▸ **Document segment**:
*** Block opens ***
Watching the video in his office at The C2 Group in suburban Grandville, graphics designer Chad Gast says, “It’s an honor just to hear these stories.”

Gast and his co-workers are editing more than 100 interviews such as this for a DVD series they hope will kick-start viewers into social action. “Start Becoming a Good Samaritan” will be a six-part video curriculum, workbook and Web site designed to help everyday Christians find ways to combat poverty, pandemic diseases and other social ills through the stories of others.


Andrew Sheneman, senior producer/editor for The C2 Group, calls the DVD project “powerful and moving.”

“You realize you have talents and resources that can bless other people’s lives,” he said.

From South Africa Archbishop Desmond Tutu to Prison Fellowship founder Chuck Colson, the program brings together diverse voices calling on Christians to get involved.

Due out in August, the series is the brainchild of Mike Seaton, owner of the C2 video production and Web development company. After 20 years of producing materials for corporations and churches, Seaton got the itch a few years ago to break beyond the comfortable Christian life.

After a conversation with best-selling author Philip Yancey, Seaton conceived of a project involving many authors — activists and pastors who were living out the Good Samaritan story. Through their interviews he would create a “quilt of what it means to be the hands and feet of Christ today.”

“The church has become like (a) football game,” says Seaton, 56. “We sit on the sidelines. We can have our fish bumper stickers and all this stuff, but if we’ve lost the joy of participation, and Christ is the quarterback with nobody to throw the ball to, he’s just got a bunch of fans.”


By filming the stories of about 60 Christian leaders and dozens of lay volunteers, Seaton hopes to show churches, adult education classes and small groups how to take the field.

“We have to have average people showing us, `Yes, in spite of my hurried life and the economy, God still prompts me to go out and share my faith by helping other people in need,”‘ Seaton says.

His vision resonated with Zondervan, the giant Christian publishing house. Zondervan will produce the DVD series, workbook and a subsequent study book in partnership with C2 and the evangelical aid organization World Vision. The program also will be marketed through ONE, the anti-poverty organization co-founded by the rock artist Bono.
*** Block closes ***
▸ **Raw data**:
*** Block opens ***
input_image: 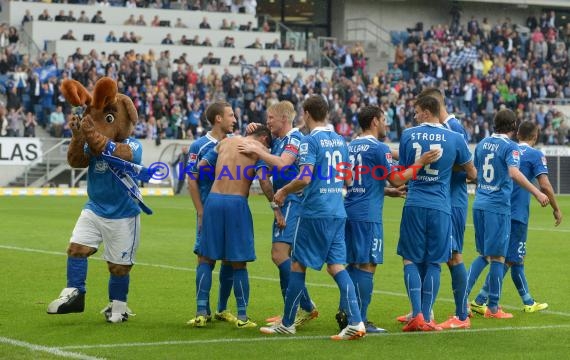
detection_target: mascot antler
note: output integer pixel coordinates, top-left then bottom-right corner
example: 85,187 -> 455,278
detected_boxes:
61,80 -> 92,106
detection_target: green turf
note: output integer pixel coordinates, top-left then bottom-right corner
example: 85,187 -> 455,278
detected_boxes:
0,196 -> 570,359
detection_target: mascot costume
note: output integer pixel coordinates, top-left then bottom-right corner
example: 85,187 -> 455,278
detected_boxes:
47,77 -> 152,323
*** Block closes ***
Continue the article about the "Start Becoming a Good Samaritan" DVD series from the point where it stops. The material has no connection to the article.

▸ **Answer for this exercise**:
Planned topics and speakers include:

— Who is my neighbor?: Eugene Peterson, Philip Yancey and Tony Campolo

— Caring for the sick: Kay Warren, Francis Collins and Bishop Horace Smith

— Justice and reconciliation: Archbishop Desmond Tutu, Zach Hunter and Gary Haugen

— Serving the poor: Jim Wallis, Shane Claiborne and John Perkins

— Tending creation: Matthew Sleeth, Gerald Durley and Shirley Mullen

— Loving the forsaken: Jim Cymbala, Joni Eareckson Tada and Chuck Colson.

The series is the first time Zondervan has collected so many of its authors for a single purpose, says John Raymond, vice president and publisher for church engagement.

“Instead of people being frustrated that they don’t think they can do anything, we hope this curriculum will spawn enough interest that people will see, `I can make a difference,”‘ Raymond says.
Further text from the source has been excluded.